---------- Listed records ----------

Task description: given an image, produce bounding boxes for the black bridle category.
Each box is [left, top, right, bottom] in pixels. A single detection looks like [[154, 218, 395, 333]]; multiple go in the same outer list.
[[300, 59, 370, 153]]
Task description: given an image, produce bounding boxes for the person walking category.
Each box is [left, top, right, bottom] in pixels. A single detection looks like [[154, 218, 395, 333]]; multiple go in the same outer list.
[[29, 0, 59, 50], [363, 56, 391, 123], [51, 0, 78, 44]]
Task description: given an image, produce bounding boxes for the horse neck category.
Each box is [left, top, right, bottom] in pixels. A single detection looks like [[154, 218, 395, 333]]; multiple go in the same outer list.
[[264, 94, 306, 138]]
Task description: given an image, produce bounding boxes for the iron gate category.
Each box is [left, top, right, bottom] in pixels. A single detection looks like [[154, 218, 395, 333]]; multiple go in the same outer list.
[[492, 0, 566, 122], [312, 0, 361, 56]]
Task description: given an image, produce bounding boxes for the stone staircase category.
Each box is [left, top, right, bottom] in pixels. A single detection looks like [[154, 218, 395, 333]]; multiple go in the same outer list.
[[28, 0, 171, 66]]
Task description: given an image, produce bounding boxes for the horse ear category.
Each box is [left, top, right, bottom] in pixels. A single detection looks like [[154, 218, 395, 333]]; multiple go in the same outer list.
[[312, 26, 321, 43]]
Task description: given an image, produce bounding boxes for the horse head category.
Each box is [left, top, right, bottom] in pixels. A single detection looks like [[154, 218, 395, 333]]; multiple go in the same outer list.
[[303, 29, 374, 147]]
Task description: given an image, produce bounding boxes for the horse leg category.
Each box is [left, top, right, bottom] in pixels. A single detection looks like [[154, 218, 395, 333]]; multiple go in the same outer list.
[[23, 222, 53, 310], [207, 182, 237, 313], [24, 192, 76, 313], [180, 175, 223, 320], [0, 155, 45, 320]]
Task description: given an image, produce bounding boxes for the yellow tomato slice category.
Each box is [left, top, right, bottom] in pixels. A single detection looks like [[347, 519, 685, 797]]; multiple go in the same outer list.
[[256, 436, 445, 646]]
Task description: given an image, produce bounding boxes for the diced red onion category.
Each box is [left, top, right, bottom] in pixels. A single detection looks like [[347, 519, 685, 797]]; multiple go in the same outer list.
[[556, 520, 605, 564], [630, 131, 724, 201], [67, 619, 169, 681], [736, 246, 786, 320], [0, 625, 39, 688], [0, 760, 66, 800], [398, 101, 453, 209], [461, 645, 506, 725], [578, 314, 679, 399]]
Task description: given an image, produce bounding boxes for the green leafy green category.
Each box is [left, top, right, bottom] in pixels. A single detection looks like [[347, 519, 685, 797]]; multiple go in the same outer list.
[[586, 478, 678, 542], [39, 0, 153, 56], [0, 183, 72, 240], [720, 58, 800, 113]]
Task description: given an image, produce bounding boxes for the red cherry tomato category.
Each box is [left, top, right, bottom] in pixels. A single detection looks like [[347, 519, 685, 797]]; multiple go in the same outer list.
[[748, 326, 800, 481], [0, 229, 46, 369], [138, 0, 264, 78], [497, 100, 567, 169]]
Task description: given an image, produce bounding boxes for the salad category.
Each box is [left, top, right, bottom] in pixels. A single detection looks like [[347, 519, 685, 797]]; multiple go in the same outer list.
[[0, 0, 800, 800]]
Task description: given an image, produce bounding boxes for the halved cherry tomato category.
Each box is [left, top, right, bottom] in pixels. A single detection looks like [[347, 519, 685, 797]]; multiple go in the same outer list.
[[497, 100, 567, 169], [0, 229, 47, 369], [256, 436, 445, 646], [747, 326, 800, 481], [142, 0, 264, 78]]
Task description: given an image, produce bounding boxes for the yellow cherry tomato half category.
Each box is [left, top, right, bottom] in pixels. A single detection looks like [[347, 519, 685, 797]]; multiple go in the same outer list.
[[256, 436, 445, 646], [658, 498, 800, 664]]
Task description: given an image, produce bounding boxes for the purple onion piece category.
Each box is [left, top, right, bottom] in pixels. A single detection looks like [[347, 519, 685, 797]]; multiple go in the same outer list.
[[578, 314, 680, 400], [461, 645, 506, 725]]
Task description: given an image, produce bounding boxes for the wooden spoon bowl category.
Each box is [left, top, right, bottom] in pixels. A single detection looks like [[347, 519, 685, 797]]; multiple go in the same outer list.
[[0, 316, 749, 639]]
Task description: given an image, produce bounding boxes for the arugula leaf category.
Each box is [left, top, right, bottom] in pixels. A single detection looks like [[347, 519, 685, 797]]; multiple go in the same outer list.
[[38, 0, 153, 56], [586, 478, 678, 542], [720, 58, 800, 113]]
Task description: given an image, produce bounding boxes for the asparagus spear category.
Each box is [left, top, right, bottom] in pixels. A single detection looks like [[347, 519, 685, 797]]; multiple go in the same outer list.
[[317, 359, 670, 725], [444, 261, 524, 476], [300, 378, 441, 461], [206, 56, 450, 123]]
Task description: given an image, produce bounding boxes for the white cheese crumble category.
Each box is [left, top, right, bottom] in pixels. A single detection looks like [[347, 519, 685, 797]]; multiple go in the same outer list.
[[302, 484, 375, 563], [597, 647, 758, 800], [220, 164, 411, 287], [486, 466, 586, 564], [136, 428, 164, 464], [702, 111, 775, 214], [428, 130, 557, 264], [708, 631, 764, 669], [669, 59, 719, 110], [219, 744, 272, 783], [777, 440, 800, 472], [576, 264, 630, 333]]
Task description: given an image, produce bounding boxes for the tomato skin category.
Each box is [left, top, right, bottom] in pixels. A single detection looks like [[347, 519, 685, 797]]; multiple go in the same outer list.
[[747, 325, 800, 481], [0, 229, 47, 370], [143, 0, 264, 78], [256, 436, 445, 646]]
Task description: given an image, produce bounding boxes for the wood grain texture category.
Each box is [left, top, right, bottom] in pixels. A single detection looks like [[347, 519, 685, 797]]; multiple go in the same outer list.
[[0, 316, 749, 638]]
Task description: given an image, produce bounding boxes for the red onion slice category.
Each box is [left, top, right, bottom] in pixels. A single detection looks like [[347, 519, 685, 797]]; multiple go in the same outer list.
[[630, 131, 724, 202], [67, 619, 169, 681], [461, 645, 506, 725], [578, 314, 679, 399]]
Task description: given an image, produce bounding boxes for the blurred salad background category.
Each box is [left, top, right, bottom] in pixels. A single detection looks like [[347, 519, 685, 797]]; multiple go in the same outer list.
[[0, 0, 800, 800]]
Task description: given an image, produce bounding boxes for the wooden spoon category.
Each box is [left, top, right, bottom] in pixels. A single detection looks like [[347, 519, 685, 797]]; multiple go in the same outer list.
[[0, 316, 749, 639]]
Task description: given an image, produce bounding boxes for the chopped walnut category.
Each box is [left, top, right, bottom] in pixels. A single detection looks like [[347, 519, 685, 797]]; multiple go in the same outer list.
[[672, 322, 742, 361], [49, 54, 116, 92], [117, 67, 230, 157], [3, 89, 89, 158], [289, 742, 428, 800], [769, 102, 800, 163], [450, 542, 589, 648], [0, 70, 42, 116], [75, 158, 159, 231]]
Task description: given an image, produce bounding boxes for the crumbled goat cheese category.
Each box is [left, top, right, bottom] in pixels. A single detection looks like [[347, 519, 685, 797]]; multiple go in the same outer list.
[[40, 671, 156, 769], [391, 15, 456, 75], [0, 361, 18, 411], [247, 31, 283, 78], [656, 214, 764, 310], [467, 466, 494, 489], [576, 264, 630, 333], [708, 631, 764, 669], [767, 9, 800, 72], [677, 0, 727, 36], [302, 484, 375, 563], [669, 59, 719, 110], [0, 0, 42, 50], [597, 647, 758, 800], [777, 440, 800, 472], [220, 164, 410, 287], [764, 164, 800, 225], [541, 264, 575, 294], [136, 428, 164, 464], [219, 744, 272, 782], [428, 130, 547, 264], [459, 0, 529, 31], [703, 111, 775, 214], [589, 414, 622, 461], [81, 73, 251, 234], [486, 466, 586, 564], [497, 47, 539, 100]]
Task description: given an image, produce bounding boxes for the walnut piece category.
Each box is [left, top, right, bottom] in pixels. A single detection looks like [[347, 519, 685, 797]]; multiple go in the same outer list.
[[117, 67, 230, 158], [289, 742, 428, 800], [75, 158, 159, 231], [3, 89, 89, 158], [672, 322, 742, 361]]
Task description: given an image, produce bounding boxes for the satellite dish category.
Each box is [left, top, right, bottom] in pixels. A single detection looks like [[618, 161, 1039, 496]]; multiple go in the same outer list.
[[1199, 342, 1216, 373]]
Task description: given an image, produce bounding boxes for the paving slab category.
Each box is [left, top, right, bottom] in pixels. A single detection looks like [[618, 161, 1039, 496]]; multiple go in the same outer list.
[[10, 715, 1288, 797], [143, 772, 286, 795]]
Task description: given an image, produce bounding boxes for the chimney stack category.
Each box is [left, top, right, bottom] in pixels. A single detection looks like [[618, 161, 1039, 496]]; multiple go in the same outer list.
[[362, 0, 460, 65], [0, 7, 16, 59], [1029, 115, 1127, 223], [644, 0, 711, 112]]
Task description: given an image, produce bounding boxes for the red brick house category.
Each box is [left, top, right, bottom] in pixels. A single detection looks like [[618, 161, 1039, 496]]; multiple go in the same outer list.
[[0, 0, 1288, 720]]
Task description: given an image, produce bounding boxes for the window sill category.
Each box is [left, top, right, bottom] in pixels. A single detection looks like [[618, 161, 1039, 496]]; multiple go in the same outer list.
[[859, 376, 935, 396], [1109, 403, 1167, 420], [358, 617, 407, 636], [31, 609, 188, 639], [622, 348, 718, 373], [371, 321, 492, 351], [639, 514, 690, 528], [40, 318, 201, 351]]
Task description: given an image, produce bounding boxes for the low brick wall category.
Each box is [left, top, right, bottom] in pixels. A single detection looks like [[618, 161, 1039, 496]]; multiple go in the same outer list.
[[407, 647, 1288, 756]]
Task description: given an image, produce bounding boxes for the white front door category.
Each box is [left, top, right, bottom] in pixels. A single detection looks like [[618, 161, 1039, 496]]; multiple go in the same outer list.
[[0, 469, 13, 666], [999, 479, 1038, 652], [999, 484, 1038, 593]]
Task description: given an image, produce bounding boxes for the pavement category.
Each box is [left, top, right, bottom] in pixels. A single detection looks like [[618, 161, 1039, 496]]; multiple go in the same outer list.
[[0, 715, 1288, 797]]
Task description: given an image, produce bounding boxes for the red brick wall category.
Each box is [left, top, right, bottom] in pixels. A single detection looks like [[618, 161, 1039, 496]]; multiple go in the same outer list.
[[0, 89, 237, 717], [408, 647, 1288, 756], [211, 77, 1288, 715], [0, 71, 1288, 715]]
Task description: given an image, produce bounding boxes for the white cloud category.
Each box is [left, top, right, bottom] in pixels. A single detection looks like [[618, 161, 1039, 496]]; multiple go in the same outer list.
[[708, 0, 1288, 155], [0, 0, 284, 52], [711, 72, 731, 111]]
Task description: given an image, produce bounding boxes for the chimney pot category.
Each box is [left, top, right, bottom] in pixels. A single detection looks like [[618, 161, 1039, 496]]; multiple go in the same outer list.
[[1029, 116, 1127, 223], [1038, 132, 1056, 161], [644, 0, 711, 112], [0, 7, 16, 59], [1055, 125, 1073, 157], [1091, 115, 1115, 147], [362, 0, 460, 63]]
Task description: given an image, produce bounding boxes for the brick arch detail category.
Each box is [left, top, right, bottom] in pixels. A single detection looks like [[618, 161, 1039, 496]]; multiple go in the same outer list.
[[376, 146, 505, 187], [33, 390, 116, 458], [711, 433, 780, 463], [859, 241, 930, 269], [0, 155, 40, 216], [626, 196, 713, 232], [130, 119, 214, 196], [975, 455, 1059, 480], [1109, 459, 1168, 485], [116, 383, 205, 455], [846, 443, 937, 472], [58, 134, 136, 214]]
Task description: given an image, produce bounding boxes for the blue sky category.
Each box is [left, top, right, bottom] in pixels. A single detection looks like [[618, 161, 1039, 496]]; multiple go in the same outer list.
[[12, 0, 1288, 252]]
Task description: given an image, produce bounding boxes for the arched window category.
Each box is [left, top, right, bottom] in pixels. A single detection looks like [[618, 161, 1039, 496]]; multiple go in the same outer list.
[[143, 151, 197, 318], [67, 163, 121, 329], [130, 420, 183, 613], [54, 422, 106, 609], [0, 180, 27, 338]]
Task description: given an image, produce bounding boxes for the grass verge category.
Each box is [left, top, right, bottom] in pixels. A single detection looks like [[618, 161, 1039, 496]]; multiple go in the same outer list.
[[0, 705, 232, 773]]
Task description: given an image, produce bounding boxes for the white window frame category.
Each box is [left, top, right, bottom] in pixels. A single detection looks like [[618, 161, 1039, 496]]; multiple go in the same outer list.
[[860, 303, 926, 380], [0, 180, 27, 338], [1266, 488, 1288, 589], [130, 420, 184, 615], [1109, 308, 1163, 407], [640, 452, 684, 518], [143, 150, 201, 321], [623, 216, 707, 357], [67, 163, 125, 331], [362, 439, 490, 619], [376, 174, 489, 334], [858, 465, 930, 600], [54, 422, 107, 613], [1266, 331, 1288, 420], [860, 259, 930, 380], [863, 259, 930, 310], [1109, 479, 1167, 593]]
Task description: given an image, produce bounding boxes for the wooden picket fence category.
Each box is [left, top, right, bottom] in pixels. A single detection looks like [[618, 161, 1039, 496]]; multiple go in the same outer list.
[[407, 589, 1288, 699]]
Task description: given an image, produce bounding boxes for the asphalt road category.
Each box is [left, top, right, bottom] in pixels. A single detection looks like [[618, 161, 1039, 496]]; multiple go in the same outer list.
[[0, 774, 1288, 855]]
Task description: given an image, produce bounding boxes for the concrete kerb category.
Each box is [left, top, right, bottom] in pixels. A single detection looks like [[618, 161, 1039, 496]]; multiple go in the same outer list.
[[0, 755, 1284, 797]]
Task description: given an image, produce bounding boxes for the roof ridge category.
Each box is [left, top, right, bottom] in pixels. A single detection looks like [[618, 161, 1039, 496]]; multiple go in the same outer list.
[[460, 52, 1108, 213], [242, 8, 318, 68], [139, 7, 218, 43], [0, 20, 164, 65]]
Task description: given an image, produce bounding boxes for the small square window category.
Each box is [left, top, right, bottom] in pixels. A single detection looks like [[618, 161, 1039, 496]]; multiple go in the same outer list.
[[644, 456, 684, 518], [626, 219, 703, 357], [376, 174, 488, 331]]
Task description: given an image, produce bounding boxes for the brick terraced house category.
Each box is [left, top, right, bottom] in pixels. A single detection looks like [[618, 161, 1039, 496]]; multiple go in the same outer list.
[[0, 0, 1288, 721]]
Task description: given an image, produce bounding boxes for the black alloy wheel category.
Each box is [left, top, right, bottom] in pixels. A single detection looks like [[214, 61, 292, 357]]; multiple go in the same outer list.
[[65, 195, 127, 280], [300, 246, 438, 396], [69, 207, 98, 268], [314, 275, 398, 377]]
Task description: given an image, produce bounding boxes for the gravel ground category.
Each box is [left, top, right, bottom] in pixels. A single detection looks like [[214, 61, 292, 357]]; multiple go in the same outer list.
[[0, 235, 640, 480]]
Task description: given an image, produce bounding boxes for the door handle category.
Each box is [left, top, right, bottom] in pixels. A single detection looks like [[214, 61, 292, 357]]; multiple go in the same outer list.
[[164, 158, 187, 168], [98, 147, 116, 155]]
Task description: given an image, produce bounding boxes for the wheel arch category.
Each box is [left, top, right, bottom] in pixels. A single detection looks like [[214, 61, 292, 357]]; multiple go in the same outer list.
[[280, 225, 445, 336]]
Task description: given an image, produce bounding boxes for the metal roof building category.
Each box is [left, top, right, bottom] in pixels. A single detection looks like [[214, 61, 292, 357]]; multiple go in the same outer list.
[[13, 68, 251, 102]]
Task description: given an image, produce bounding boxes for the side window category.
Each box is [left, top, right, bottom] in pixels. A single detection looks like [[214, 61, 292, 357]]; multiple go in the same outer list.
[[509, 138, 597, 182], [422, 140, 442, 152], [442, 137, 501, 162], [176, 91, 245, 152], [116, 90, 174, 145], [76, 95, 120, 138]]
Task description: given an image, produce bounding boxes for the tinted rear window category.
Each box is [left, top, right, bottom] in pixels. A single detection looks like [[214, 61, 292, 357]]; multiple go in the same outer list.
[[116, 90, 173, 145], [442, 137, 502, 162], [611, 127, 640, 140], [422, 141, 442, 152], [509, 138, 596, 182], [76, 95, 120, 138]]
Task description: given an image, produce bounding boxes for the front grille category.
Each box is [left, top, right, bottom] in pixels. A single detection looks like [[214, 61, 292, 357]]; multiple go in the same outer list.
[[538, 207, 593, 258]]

----------

Exercise requirements:
Render the records from the line that contains "chimney pot category." through the line that contains "0, 460, 63]]", inclusive, as a two-column CSV with the columns "request" and "answer". Put one row per request, place each value in a single quoted field, and replace any line breaks with spaces.

Written response:
request,answer
"Task description: given an image, produce bounding boxes for the chimney pot category. Each box is [left, top, right, bottom] in pixels. A single detection looks like [[618, 161, 1039, 496]]; multiple go in the same outer list.","[[1029, 116, 1127, 223], [1038, 132, 1056, 161], [644, 0, 711, 112], [0, 7, 16, 59], [1055, 125, 1073, 157], [1091, 115, 1115, 147], [362, 0, 460, 63]]"